Document extract:
One thing states can do if they want to address high maternal-mortality rates is extend Medicaid coverage for women to a full year after they give birth. Currently, federal law requires states to provide pregnancy-related Medicaid coverage for two months postpartum. However, states have the option to apply to extend coverage to 12 months, through a provision in the American Rescue Plan Act of 2021. Some states that have banned abortion, such as Alabama and Kentucky, have taken steps to expand coverage in the name of improving women’s health. But 14 states that are expected to or have already banned abortion have not. Earlier this year, Republican legislators in Mississippi, which ranks sixth-worst in the nation in maternal mortality and the worst in infant mortality, defeated an attempt to expand coverage for postpartum women. (Mississippi state health officials have predicted an extra 5,000 births a year due to the overturning of Roe.)
Andrea Miller, the president of the National Institute for Reproductive Health, told me that she is not optimistic that states historically opposed to abortion will now embrace policies benefiting pregnant women and children. “They have had decades and decades to do things about that, and have taken few, if any, steps,” she said, adding that any increase in births will inevitably put pressure on overtaxed health-care and social-service systems. “We are not seeing anything that dramatically changes that.”
Anti-abortion politicians have said that the next phase of the movement is to support pregnant women and families, which raises the question: What would it mean to truly do so? If we dare to dream big, a map for the country’s post-Roe future could include investment in not only comprehensive health-care and mental-health services for pregnant and postpartum people, but also a living wage, paid family leave, subsidized child care, and affordable housing. On the preventive side, we could focus on comprehensive sex education in schools and access to contraceptives.
But months after the end of Roe, there’s little evidence that many politicians have a genuine interest in the types of policies that would make a pronounced difference in the lives of pregnant women and children. Websites and hotlines are no match for the problems the U.S. now faces. We know what’s coming: More babies will be born into poverty. Some women will die. More will be thrust deeper into financial insecurity. The social safety nets that do exist will likely be pushed to their breaking point. If we accept that there will be about 50,000 more births, that means we have 50,000 more chances to invest in pregnant women and support their newborns. Unless states that have banned abortion proactively strengthen the social safety net, the future prospects of these post-Roe children and their moms are unsteady at best. If this moment is a test for the anti-abortion movement, then it has not yet passed.

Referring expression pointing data
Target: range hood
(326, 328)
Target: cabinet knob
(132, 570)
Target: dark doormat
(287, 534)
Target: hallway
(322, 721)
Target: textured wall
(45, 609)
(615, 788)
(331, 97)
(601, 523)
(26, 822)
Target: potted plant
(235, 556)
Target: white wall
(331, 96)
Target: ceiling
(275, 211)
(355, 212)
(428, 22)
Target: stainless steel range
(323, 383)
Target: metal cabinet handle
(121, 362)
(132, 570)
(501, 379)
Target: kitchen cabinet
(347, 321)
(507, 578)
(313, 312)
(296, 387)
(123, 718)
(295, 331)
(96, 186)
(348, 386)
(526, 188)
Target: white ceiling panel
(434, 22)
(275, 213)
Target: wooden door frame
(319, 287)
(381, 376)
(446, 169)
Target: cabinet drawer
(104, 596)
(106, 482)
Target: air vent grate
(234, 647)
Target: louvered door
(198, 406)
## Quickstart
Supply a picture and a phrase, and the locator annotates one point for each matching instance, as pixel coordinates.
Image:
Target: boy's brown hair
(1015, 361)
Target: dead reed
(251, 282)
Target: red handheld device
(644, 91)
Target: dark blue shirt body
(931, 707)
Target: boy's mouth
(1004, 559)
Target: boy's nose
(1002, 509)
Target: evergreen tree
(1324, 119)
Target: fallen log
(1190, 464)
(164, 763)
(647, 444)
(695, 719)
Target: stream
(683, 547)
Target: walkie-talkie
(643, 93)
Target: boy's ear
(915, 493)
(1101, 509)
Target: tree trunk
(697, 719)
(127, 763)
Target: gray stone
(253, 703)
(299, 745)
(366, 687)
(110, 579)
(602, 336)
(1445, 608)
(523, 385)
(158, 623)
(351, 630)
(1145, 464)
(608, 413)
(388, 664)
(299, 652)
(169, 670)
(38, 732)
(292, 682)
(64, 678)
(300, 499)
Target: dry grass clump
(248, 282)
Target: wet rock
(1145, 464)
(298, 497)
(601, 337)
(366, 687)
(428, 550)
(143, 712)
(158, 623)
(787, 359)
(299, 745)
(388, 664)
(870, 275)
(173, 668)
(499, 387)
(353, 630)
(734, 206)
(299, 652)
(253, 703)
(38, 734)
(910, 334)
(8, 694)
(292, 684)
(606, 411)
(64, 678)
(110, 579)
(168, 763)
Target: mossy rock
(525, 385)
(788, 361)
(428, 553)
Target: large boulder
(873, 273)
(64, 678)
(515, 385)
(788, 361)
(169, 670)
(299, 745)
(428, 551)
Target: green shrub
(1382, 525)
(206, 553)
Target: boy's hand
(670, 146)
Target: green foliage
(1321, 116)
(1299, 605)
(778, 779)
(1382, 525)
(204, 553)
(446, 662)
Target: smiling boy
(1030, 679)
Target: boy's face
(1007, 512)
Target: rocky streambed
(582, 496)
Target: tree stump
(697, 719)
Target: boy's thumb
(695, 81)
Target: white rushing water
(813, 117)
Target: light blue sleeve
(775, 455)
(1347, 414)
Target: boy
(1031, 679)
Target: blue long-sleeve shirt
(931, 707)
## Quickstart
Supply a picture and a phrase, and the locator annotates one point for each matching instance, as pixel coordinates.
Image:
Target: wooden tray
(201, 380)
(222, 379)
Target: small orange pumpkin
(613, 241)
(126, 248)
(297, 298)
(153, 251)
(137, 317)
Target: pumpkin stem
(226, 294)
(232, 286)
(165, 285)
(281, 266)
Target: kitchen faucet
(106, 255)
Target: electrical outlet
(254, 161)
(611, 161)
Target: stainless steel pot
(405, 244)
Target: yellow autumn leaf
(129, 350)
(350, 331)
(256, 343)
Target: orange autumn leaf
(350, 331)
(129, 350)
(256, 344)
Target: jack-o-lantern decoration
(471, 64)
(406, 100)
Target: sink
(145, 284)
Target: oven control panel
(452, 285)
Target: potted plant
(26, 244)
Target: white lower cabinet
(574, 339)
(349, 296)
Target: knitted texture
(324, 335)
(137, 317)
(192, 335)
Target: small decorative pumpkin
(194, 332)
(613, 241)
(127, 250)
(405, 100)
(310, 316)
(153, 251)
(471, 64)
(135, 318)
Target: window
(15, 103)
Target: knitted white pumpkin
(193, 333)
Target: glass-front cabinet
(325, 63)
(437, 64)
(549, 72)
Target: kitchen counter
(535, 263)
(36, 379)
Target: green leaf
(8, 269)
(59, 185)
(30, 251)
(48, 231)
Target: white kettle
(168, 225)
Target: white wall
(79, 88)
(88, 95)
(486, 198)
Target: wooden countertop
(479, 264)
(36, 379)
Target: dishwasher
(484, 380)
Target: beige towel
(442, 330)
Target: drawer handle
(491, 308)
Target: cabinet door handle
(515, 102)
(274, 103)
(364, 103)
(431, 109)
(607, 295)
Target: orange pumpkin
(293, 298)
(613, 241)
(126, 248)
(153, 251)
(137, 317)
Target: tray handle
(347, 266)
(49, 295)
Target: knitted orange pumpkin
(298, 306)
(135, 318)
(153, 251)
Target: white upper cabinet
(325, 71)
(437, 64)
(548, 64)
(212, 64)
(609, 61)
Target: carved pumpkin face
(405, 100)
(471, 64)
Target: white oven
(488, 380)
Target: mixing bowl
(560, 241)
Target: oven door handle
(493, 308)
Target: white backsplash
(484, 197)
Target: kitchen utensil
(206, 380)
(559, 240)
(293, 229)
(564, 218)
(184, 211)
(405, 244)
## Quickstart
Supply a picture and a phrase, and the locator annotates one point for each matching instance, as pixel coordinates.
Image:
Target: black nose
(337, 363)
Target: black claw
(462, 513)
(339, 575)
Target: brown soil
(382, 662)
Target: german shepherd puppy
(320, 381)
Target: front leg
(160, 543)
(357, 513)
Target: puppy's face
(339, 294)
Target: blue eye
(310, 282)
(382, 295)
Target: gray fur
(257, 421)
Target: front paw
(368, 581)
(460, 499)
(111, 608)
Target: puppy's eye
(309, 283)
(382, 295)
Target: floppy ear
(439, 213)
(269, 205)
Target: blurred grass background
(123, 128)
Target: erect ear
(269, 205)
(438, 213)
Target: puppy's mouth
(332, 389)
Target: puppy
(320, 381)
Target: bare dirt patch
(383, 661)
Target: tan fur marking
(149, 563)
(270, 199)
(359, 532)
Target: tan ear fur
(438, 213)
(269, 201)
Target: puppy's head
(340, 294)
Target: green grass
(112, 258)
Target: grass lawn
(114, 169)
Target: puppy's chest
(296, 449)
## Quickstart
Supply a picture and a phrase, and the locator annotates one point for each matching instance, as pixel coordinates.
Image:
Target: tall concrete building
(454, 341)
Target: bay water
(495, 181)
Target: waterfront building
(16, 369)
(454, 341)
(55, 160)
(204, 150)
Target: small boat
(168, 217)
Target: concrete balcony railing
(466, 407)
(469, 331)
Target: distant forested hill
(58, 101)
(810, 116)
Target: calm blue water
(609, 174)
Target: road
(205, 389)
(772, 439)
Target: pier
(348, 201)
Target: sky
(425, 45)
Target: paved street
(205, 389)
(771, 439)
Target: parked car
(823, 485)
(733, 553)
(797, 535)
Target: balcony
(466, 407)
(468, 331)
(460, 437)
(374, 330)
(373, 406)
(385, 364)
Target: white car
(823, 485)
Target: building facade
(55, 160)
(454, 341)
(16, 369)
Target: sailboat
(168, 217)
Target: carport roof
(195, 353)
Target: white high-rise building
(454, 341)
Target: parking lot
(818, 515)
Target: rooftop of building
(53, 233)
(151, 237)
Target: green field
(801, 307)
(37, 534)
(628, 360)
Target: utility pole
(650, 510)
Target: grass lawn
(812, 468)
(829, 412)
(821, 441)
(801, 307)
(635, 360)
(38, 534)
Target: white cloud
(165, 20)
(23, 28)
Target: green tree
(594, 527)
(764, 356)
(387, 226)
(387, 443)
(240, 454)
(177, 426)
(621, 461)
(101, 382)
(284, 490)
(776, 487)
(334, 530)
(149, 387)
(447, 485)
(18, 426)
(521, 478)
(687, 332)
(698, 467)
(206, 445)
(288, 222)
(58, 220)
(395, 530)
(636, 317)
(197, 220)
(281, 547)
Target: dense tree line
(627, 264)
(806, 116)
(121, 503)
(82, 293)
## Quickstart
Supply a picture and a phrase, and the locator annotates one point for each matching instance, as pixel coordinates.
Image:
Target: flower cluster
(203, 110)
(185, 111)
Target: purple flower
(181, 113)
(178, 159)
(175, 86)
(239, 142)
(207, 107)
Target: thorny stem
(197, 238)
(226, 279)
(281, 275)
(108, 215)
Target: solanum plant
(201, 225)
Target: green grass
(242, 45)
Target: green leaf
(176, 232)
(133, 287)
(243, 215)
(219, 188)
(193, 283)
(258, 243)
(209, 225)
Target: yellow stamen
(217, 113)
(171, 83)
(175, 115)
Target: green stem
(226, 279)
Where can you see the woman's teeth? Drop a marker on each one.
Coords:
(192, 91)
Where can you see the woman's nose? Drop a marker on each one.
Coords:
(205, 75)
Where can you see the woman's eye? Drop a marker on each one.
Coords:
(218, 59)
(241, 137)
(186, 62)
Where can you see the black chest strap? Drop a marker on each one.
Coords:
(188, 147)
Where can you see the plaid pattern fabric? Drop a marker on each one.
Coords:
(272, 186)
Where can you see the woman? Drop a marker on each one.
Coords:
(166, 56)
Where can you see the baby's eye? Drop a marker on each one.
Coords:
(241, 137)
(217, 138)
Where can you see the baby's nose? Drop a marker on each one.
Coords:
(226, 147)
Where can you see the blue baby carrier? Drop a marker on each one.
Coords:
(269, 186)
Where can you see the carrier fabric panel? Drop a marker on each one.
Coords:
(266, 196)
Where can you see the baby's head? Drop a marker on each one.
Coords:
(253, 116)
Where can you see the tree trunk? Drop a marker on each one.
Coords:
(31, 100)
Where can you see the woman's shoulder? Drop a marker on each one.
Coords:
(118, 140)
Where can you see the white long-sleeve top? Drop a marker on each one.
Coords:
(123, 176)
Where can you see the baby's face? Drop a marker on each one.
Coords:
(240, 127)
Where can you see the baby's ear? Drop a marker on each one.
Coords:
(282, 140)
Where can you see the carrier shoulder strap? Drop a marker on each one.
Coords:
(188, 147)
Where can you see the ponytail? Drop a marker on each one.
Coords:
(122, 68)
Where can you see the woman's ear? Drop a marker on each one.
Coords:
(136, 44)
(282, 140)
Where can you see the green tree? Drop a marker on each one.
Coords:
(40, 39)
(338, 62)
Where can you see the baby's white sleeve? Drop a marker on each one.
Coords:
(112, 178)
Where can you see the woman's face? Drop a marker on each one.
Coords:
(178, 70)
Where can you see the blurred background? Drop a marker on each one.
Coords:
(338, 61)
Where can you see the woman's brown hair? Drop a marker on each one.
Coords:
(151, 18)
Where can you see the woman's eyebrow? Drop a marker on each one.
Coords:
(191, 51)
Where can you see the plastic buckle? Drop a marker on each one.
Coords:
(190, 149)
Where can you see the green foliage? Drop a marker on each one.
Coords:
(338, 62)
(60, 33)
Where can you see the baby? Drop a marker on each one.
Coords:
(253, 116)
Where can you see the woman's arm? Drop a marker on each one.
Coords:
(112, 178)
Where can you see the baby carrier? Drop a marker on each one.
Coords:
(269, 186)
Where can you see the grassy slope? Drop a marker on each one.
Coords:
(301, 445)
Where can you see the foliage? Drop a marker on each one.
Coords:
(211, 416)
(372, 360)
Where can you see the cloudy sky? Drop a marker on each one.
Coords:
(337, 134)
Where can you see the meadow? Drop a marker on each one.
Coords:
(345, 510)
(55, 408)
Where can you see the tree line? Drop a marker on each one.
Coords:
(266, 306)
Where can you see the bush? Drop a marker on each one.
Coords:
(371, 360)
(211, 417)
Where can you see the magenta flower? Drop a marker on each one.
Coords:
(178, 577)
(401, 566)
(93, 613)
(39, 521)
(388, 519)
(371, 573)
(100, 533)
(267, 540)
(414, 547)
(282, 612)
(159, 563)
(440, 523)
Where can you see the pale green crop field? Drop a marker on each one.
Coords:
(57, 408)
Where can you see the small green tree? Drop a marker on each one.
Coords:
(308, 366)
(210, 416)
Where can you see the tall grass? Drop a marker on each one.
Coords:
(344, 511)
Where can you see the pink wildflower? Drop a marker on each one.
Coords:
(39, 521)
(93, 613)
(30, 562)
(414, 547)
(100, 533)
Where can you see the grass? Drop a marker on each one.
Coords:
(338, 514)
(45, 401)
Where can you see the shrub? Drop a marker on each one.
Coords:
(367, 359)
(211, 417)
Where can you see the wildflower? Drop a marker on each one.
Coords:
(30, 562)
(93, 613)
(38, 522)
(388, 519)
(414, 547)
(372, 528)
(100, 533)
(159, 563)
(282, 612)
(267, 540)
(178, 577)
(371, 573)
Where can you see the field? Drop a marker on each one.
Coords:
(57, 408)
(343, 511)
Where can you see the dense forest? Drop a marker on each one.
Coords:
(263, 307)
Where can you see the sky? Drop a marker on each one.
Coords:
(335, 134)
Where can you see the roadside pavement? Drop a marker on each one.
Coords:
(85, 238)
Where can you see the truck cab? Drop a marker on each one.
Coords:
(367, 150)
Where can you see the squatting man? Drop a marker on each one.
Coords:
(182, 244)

What you will do:
• 1. In the post-Roe excerpt, for how long after birth does federal law require states to provide pregnancy-related Medicaid coverage?
• 2. Edit the post-Roe excerpt between "Anti-abortion politicians have" and "access to contraceptives.", inclusive, putting "paid parental leave" in place of "paid family leave".
These lines have no connection to the post-Roe excerpt.

Numbered answers:
• 1. Two months postpartum.

• 2.
Anti-abortion politicians have said that the next phase of the movement is to support pregnant women and families, which raises the question: What would it mean to truly do so? If we dare to dream big, a map for the country’s post-Roe future could include investment in not only comprehensive health-care and mental-health services for pregnant and postpartum people, but also a living wage, paid parental leave, subsidized child care, and affordable housing. On the preventive side, we could focus on comprehensive sex education in schools and access to contraceptives.